• EXERCISE REQUIREMENTS:
1 – From the reverse lights recall thread, extract the passage between "No open recalls" and "tails for example).", inclusive.
2 – Extend the reverse lights recall thread from the point where it stops.

# Reverse lights recall



## weebl (Sep 27, 2017)

http://wwwapps.tc.gc.ca/Saf-Sec-Sur...ft=&ls=0&sy=0&rn=2017507&cf=SearchResult&pg=0


----------



## daisoman (Apr 20, 2009)

What exactlly is wrong with them? Going to the dealership Monday to fix my sunroof. I will mention this

Sent from my SM-G930W8 using Tapatalk


----------



## weebl (Sep 27, 2017)

Sounds like they aren't bright enough to meet CMVSS 108 standards (and I assume also the FMVSS 108 standards in the USA). They probably won't have a fix for a while.


----------



## Iljata (Oct 14, 2017)

weebl said:


> Sounds like they aren't bright enough to meet CMVSS 108 standards (and I assume also the FMVSS 108 standards in the USA). They probably won't have a fix for a while.


No open recalls in USA as of now. Will see for how long :biggrinsanta:


----------



## deAutoLED.com (Jun 1, 2012)

That is interesting, DOT normally goes by the brightness, that is why you see tails that are blinding but DOT approved (Cadillac tails for example).

• SOURCE MATERIAL:
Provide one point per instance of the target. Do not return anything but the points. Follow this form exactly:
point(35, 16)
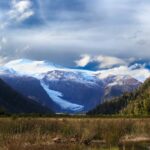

• RESULTS FOR THE EXERCISE:
1 –
No open recalls in USA as of now. Will see for how long :biggrinsanta:


----------



## deAutoLED.com (Jun 1, 2012)

That is interesting, DOT normally goes by the brightness, that is why you see tails that are blinding but DOT approved (Cadillac tails for example).

2 –
Are the reverse on the Tiguan PCB board LEDs or removable?


----------



## socialD (Sep 19, 2011)

*Recall - back up lights not bright enough*

Saw someone on the Facebook group mention that they couldn't take delivery on an SEL Premium due to this recall forcing a stop sale. Weird, if there was anything light related I expected to be recalled it was the LED headlights on the Premium.

https://www.cars.com/articles/2018-volkswagen-tiguan-recall-alert-1420697913271/
Vehicles Affected: Approximately 5,500 model-year 2018 Volkswagen Tiguan long-wheelbase SUVs

The Problem: The backup lights in the taillight assemblies may not be bright enough, which could lead to other drivers not seeing the vehicle reversing or the driver backing into an obstacle, increasing the risk of a crash.

The Fix: Dealers will replace the affected inner taillight assemblies for free. 

What Owners Should Do: VW will begin notifying owners in December. Owners can call the automaker at 800-893-5298, the National Highway Traffic Safety Administration's vehicle-safety hotline at 888-327-4236 or visit www.safercar.gov to check their vehicle identification number and learn more.


----------



## vdubs kopfschuss GLI (Sep 25, 2014)

just ran my VIN on the VW site, my car needs this fix.

also, read from another thread, so there IS a software update for the automatic headlights?


----------



## socialD (Sep 19, 2011)

Sounds like it, I'm waiting for some other reason for it to go to the dealer first for the auto lights update. Don't want to take it in just for that.


----------



## JSWTDI09 (Feb 22, 2009)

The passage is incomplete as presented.